▶ [DOCUMENT TEXT]

↓↓↓

Next: Prices to rise in the spring – but boss hopeful inflation will ease in second half
Next has warned it will lift prices further in the spring as the retailer’s chief said he was optimistic that inflation would let up in the second-half of the year.
The fashion firm hiked its full-year profit guidance after seeing better than expected sales over the Christmas shopping period.
The high street staple lifted its pre-tax profit guidance by £20m to £860m, in an update for the nine weeks to 30 December.
“There is inflation in the system at the moment but we can see inflation easing as we move into the second half of year,” Lord Simon Wolfson told CityA.M.
The supply chain was “in much better shape” versus last year, with delays in freight times easing up and transport of goods being quicker, he added.
Sales of full-price items were 4.8 per cent higher than last year, although bosses warned sales for the year ending January 2024 would still be down 1.5 per cent against the current year.
The London-listed titan said that it had underestimated the hit from the Covid-19 pandemic on its retail sales last year, when many shoppers were still swerving the high street due to virus fears.
Bosses admitted they may have also underestimated the impact of improved stock levels on trade at both online and physical stores. Like many of its high street neighbours, Next was hammered by “exceptionally low” stock levels due to supply chain disruption last year.
Shares in the retailer shot up eight per cent in early trading on Thursday morning.
Next warned that underlying product sales were anticipated to dip 2.2 per cent over the year ahead.
Its initial guidance placed profit before tax to be £795m for the year ending January 2024, down 7.6 per cent versus the current year.

↑↑↑

▶ [INFORMATION GIVEN]
↓↓↓

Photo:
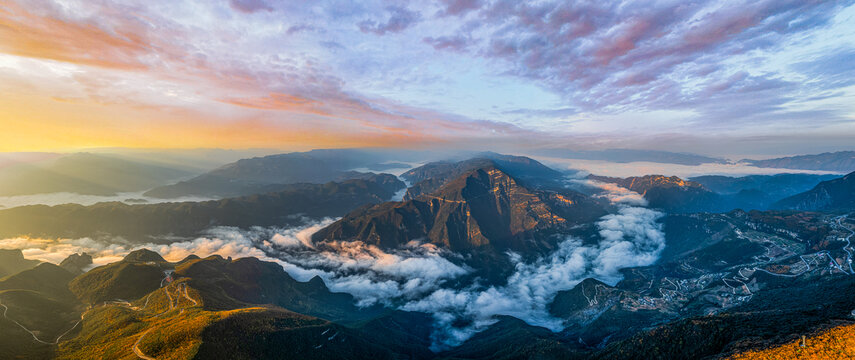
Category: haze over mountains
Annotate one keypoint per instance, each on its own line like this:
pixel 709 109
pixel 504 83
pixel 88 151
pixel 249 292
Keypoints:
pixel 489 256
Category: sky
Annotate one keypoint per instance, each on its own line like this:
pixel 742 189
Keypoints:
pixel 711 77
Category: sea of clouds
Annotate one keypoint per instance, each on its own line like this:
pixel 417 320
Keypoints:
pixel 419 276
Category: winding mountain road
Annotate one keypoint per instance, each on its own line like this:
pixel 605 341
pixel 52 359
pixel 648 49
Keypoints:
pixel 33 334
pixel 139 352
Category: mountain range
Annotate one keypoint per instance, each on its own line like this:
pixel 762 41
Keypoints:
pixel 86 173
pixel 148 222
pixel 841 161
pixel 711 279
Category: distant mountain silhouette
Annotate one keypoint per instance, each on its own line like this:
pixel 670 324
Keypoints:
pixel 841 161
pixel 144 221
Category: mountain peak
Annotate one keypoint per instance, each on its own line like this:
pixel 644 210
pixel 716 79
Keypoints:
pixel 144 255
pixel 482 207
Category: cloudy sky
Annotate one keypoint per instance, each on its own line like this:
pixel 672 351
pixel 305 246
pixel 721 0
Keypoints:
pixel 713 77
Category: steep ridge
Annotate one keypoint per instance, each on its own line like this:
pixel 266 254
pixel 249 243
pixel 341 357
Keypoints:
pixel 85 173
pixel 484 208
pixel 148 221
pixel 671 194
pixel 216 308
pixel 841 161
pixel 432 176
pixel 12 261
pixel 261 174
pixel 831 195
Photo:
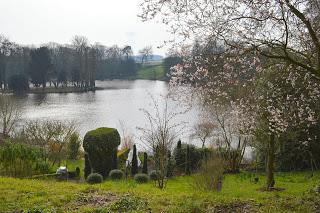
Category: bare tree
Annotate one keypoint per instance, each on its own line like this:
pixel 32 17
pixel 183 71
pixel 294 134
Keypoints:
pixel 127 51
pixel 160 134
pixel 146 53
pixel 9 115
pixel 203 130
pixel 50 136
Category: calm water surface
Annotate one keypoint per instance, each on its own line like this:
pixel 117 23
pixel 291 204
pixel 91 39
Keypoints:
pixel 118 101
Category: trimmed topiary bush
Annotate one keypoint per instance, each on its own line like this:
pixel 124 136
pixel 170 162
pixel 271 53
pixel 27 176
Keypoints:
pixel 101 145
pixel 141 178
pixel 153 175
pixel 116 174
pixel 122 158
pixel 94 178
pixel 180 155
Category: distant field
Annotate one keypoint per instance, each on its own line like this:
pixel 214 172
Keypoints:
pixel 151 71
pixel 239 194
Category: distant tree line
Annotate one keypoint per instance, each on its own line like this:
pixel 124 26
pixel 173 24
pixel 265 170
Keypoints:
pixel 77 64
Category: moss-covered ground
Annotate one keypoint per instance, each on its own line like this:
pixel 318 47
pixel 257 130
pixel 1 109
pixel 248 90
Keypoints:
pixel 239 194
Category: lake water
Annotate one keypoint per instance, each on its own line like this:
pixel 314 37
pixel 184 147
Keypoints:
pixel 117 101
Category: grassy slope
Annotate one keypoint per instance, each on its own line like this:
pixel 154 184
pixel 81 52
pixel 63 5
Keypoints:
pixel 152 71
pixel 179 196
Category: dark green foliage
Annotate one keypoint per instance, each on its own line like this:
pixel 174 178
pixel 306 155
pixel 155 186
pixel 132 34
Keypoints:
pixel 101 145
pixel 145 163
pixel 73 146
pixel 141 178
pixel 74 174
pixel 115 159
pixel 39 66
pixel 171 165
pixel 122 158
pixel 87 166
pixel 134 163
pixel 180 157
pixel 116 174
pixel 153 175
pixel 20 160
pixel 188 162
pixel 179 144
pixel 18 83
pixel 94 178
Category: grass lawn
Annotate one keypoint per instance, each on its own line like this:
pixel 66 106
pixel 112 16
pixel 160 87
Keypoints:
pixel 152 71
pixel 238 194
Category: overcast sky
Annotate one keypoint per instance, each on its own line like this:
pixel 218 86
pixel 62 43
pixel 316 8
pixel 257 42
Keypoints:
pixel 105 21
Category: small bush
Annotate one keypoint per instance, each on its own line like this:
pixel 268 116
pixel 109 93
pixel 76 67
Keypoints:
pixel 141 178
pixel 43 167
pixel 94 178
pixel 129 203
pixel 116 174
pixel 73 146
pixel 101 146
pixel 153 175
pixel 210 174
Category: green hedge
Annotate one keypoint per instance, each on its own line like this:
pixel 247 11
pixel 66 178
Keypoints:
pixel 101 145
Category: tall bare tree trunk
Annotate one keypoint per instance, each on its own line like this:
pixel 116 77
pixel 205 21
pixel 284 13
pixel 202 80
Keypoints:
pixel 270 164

↑↑↑
↓↓↓

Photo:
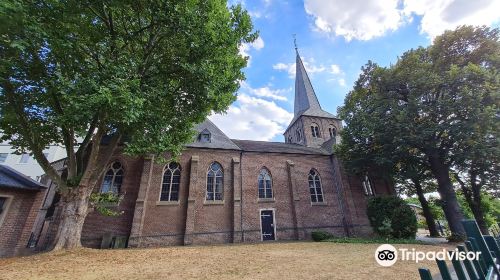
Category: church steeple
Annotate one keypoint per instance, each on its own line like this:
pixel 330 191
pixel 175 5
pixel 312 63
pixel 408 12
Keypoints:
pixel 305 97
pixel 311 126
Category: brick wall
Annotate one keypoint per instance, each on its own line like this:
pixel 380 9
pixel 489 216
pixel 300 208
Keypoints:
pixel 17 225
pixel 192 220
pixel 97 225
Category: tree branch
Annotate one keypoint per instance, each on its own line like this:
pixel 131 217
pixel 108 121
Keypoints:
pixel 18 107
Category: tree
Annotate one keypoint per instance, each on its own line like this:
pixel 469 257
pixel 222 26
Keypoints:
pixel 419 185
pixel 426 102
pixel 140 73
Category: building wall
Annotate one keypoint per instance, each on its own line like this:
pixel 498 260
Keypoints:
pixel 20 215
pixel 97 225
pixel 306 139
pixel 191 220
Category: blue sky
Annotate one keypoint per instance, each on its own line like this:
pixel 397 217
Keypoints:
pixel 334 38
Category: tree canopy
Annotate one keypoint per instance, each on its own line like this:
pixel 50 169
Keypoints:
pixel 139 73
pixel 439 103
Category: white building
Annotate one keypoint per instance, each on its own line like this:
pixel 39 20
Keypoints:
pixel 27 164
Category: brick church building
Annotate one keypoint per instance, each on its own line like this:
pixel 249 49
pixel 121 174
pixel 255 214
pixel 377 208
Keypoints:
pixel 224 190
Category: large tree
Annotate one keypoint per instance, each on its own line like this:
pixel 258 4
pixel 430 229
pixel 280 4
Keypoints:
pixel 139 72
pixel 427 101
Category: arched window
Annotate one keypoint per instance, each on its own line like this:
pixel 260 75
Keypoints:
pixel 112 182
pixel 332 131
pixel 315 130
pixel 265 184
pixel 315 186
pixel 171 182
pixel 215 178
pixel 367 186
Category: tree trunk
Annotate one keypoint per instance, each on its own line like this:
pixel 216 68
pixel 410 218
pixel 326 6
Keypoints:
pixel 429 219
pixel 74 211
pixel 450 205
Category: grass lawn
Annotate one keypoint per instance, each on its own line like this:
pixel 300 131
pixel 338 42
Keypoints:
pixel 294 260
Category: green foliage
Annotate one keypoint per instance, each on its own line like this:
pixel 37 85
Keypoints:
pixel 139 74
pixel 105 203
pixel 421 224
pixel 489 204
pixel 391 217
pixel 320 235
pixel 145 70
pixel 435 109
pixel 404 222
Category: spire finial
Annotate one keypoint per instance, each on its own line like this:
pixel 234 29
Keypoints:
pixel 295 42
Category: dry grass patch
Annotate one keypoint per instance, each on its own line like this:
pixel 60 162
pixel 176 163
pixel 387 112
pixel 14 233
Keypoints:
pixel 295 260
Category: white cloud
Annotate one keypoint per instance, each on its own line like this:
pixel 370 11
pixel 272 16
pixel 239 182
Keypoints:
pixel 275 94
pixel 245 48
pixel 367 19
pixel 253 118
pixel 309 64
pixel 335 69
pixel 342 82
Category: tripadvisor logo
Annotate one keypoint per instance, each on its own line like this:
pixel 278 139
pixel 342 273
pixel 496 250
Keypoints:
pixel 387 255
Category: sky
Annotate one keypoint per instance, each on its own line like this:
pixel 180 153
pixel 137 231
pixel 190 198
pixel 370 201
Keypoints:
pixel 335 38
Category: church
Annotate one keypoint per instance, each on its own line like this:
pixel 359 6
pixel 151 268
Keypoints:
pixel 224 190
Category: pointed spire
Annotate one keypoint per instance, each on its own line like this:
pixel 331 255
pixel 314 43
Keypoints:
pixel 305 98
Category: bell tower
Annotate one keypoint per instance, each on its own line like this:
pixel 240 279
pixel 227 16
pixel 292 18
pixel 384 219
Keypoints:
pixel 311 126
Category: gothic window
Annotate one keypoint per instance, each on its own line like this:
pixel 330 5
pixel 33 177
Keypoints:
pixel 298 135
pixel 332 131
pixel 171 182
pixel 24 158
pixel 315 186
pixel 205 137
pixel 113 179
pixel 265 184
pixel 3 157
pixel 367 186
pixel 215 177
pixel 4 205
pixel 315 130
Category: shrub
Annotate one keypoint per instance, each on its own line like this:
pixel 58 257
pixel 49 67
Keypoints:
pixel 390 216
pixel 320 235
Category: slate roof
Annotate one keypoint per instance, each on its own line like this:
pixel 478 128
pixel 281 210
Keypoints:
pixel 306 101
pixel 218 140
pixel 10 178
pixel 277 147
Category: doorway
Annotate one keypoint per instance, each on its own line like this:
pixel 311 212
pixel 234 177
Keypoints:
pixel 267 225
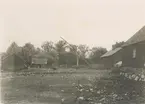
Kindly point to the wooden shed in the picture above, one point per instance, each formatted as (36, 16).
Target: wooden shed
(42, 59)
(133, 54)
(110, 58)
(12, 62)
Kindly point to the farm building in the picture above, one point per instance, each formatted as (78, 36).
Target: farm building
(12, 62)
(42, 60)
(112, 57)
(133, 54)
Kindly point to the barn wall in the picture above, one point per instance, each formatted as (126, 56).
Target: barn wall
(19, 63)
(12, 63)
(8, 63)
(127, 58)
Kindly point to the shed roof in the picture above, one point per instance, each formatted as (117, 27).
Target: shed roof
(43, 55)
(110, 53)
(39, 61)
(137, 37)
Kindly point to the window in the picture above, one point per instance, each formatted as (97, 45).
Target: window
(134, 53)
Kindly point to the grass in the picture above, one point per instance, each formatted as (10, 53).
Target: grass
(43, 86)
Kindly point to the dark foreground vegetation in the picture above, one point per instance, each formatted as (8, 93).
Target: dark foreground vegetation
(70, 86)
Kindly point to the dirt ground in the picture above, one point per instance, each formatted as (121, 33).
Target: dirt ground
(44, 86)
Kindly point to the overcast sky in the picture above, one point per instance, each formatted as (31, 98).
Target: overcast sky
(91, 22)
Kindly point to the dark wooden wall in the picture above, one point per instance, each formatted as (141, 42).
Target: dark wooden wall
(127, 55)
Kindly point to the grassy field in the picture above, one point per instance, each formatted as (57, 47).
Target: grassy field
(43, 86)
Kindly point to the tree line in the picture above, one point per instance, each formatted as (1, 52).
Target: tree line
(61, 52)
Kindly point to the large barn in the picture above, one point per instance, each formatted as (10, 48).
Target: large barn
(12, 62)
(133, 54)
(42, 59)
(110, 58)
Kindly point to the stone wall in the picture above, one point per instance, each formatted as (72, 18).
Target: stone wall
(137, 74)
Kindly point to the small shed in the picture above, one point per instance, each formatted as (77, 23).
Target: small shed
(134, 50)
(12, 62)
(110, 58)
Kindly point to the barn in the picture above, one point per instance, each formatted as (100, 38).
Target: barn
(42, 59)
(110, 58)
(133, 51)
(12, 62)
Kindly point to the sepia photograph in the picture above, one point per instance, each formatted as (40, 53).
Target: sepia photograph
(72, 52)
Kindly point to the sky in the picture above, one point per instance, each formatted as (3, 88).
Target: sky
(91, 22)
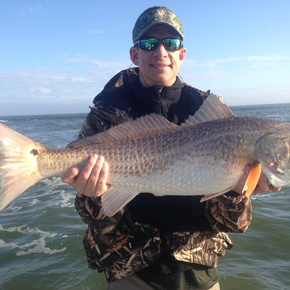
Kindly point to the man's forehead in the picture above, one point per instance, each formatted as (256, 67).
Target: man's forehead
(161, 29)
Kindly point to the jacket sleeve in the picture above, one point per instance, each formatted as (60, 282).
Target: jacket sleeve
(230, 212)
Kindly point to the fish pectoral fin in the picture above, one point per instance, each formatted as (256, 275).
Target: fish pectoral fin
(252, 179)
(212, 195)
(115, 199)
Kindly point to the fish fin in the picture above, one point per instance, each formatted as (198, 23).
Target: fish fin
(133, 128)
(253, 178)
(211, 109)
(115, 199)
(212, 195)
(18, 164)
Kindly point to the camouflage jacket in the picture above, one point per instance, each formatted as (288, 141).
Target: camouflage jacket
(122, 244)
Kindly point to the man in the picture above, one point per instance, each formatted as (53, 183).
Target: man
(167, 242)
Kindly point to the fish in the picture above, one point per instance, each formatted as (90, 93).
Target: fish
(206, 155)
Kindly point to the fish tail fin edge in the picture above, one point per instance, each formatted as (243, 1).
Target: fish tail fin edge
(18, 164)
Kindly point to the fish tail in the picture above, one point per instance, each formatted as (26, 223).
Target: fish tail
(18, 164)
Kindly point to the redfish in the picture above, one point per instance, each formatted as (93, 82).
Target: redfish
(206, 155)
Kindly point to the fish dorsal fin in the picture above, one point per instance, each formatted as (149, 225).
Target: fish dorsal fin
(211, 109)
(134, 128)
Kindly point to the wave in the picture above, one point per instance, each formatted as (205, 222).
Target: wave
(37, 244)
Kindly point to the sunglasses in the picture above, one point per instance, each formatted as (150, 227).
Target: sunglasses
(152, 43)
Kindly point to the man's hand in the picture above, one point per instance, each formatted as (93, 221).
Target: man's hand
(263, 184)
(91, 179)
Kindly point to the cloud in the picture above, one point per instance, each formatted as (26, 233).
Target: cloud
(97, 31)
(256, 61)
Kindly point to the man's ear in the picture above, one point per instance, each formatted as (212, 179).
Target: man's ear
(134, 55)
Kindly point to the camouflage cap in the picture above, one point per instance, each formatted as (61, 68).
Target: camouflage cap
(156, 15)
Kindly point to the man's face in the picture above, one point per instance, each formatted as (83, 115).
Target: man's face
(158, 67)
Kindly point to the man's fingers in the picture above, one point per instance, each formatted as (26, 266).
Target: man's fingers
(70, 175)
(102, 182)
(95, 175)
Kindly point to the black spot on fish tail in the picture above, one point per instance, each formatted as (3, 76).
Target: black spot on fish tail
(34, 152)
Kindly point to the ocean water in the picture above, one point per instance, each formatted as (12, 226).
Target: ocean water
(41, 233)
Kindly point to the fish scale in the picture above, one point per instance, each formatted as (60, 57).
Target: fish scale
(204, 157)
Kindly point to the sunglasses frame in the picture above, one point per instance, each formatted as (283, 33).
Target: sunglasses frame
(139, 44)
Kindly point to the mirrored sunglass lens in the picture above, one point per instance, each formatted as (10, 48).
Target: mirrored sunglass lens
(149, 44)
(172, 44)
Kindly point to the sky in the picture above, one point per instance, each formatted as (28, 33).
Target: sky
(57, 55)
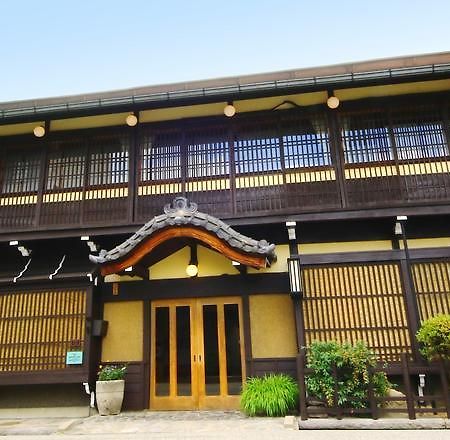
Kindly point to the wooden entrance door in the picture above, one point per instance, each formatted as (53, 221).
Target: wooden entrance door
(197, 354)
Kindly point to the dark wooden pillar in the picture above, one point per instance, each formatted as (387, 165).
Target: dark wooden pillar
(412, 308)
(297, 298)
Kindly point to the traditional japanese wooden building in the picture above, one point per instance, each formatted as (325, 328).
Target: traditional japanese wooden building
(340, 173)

↑↑↑
↓↓↓

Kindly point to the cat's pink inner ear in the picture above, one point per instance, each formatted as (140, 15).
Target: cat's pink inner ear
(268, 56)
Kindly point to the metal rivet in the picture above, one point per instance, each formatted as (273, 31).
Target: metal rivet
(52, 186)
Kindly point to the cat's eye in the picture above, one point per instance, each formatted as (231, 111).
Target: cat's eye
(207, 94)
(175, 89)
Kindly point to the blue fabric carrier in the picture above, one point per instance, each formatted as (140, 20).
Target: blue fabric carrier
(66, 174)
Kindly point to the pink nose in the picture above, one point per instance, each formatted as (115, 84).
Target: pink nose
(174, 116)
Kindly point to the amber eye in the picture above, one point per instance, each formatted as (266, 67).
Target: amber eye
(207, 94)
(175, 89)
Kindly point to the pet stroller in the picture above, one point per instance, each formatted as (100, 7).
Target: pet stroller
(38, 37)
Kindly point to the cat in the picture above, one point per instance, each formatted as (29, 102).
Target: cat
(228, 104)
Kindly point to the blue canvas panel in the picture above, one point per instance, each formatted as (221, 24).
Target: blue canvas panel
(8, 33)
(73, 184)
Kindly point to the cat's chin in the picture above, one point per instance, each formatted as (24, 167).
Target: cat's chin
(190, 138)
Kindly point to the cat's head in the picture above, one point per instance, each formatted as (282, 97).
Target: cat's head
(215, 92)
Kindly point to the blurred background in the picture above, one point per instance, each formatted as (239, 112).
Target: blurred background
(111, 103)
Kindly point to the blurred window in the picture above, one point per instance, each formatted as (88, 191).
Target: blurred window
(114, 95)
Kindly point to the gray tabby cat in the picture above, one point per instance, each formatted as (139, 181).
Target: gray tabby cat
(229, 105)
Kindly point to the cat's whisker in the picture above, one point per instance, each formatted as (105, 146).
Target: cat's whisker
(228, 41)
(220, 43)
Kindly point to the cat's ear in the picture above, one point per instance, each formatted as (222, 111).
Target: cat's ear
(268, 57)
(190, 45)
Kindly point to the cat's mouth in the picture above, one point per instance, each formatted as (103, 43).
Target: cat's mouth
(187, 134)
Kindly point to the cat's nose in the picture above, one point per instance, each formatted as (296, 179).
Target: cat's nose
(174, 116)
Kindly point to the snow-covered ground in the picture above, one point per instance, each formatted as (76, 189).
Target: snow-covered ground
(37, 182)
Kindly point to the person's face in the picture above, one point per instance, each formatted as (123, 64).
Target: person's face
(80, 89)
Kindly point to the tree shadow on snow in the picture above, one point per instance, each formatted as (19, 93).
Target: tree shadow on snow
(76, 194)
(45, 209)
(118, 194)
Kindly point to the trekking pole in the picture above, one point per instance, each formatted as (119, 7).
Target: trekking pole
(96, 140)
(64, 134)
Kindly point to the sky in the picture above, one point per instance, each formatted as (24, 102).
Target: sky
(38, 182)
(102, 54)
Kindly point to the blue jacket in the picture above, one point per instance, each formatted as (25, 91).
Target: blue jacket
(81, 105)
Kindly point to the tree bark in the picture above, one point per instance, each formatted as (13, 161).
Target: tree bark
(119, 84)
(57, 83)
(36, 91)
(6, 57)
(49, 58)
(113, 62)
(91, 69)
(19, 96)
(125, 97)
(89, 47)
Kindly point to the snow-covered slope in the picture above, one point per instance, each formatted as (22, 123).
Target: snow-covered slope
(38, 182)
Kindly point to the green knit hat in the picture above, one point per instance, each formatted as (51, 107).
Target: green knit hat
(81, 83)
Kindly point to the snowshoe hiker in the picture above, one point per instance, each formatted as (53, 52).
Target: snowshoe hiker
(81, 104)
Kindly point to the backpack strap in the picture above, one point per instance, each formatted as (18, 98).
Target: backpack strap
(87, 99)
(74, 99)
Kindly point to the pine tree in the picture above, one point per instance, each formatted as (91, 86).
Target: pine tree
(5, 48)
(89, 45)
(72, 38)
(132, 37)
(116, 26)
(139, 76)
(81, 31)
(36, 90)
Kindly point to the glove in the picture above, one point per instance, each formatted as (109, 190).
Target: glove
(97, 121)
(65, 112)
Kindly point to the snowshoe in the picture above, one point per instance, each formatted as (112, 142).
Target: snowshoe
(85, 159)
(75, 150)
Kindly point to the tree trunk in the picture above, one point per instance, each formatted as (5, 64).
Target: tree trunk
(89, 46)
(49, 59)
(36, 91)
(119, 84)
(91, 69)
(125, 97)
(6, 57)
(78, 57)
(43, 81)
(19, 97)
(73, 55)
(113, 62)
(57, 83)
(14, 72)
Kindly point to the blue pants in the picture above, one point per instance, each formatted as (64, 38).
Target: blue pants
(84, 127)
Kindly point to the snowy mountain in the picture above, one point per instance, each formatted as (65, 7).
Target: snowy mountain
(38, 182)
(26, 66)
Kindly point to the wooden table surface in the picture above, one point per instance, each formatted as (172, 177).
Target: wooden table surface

↑↑↑

▶ [TASK INSTRUCTIONS]
[1] In the article about Next, by how much did the retailer raise its pre-tax profit guidance, and to what figure?
[2] List every percentage figure that appears in the article about Next.
[3] Resume the article about Next from where it stops.
The data has nothing to do with the text.

▶ [OUTPUTS FOR THE TASKS]
[1] By £20m, to £860m.

[2] 4.8 per cent, 1.5 per cent, eight per cent, 2.2 per cent, 7.6 per cent

[3]
While bosses acknowledged this forecast may be seen as “overly cautious in the context of our performance in the second half of this year,” they pointed to dwindling consumer confidence.
He said it was hard to anticipate what the balance between high street and online sales would be over the next year. “There is no measure of confidence we can give you,” Wolfon said.
Next was not planning to change its approach of discounting only during its end of season and mid season sales, Wolfson said.
Charlie Huggins, head of equities at Wealth Club, commented: “This is another impressive performance from the bellwether of the UK high street, reinforcing Next’s reputation as one of the best run UK retailers.
Demand for clothing would be dampened by eye-watering prices of essential goods, especially energy, rising mortgage costs as consumers’ fixed interest rate deals expire, and Next’s own price hikes.
The retailer said inflation in its like-for-like selling prices would be around eight per cent in the spring/summer of 2023/24 and six per cent in the autumn/winter period.
Earlier this year, Next snapped up troubled fashion chain Joules for £34 million in December, after it teetered on a collapse into administration.
Next also bought the brand, websites and intellectual property of furniture business Made.com.